§ **WHAT YOU NEED TO DO**:
[1] Reproduce the part of the shoe suspension text that runs from "The suspension element 170,180 can" up to and including "are also possible.".
[2] According to the shoe suspension text, where are the first and second apertures placed in the embodiment of FIG. 30?
[3] Continue the shoe suspension text from its final sentence.

§ **EXCERPTED TEXT**:
:::

The suspension element 170,180 can have various side cross-sectional shapes, such as an elliptical shape and an oval shape. As shown in FIG. 12, the side cross sectional shape is an end-pointed shape in that the first and second arms 500,510 form a point at the first and second ends 520,530. As shown in many of the figures the ends 520,530 can also be rounded. Combinations of various shapes are also possible.

Referring to FIGS. 14, 21, 29, and 30, additional embodiments of the suspension element 170,180 are shown, each having a first aperture 580 and a second aperture 590. In the embodiment of FIG. 14, the first and second apertures 580,590 are located adjacent to the first and second lateral sides 540,542, respectively, within the upper arm 500. These apertures 580,590 extend from the first end 520 to the second end 530 of the upper suspension arm 500. In the embodiment of FIG. 21, the first and second apertures 580,590 are located more toward a midpoint between the first and second lateral sides 540,542, but with enough separation between the apertures 580,590 to provide sufficient support and spring to accommodate the needs of the designer and user for improved loading efficiency. These apertures 580,590 extend from a location which is spaced inward from the first end 520 and the second end 530 of the upper suspension arm 500. While the first and second apertures 580,590 within FIGS. 14 and 21 have a generally rectangular shape, other shapes can be used which provide for tuning of the necessary compression resistance and loading characteristics at a central point 600 of the suspension element 170,180. Providing the apertures 580,590 in the upper arm 500 instead of narrowing the width of the overall suspension element at least provides for improved stability of the shoe 100 toward the lateral sides of the shoe. The embodiment of FIG. 29 shows that the first and second apertures 580,590 can each be made of a plurality of perforations 596, having a similar effect to the apertures shown in the other FIGS. The embodiment of FIG. 30 shows the apertures 580,590 located at the first and second ends 520,530, respectively. These apertures 580,590 can be placed and sized symmetrically in relation one another, be larger (width and/or length) in relation to one another, and/or be offset from one another. FIG. 30 is further described below in the context of FIG. 31.

:::

§ **Coordinate annotation entries**:
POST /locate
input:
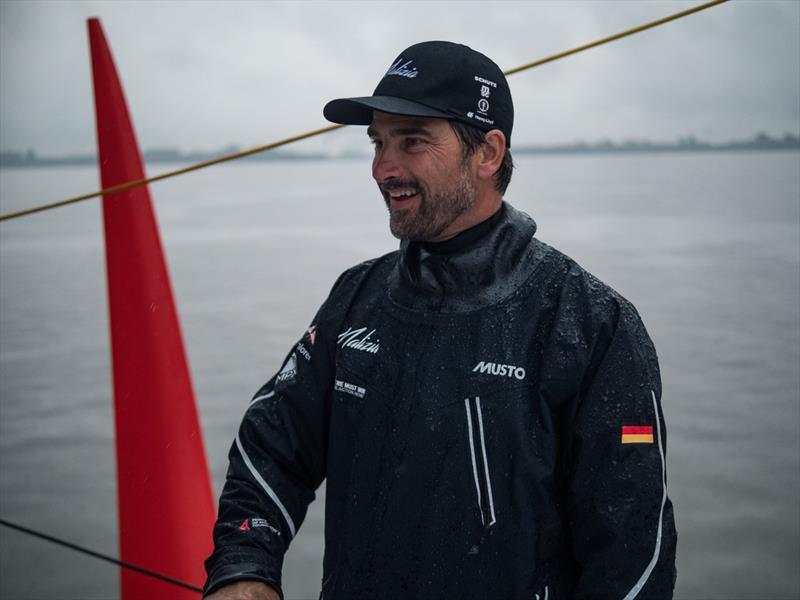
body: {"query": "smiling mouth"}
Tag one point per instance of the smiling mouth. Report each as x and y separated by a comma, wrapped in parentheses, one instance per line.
(401, 197)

:::

§ **EXPECTED ANSWERS**:
[1]
The suspension element 170,180 can have various side cross-sectional shapes, such as an elliptical shape and an oval shape. As shown in FIG. 12, the side cross sectional shape is an end-pointed shape in that the first and second arms 500,510 form a point at the first and second ends 520,530. As shown in many of the figures the ends 520,530 can also be rounded. Combinations of various shapes are also possible.

[2] They are located at the first and second ends 520,530, respectively.

[3]
Referring to FIG. 15 and 28, an additional embodiment of the suspension element 170,180 is shown. The central suspension region 550 of this embodiment has a first reinforcement member 554 and a second reinforcement member 556 positioned toward the respective first and second ends 520,530. These reinforcement members 554,556 are adhered to the interior surface of the suspension element 170,180 with an adhesive or other method of integrating the reinforcement members with the suspension element 170,180. The reinforcement members 554,556 can provide for added structural integrity and potentially extended longevity of the suspension element 170,180. The reinforcement members 554,556 can have a cylindrical shape or some other shape, such as for example an elongated shape with a semi-circle or semi-oval cross section (not shown). The reinforcement members 554,556 can be of wood, metal, plastic, and/or some other ridged or semi-ridged light-weight material. Alternatively, the reinforcement members can be a foam, such as a low-density foam, located in the same or similar place as the members, but not necessarily in the shape of a cylinder. FIG. 28 shows first and second foam elements 554,556 respectively, located in a similar place as the members 554,556 of FIG. 15.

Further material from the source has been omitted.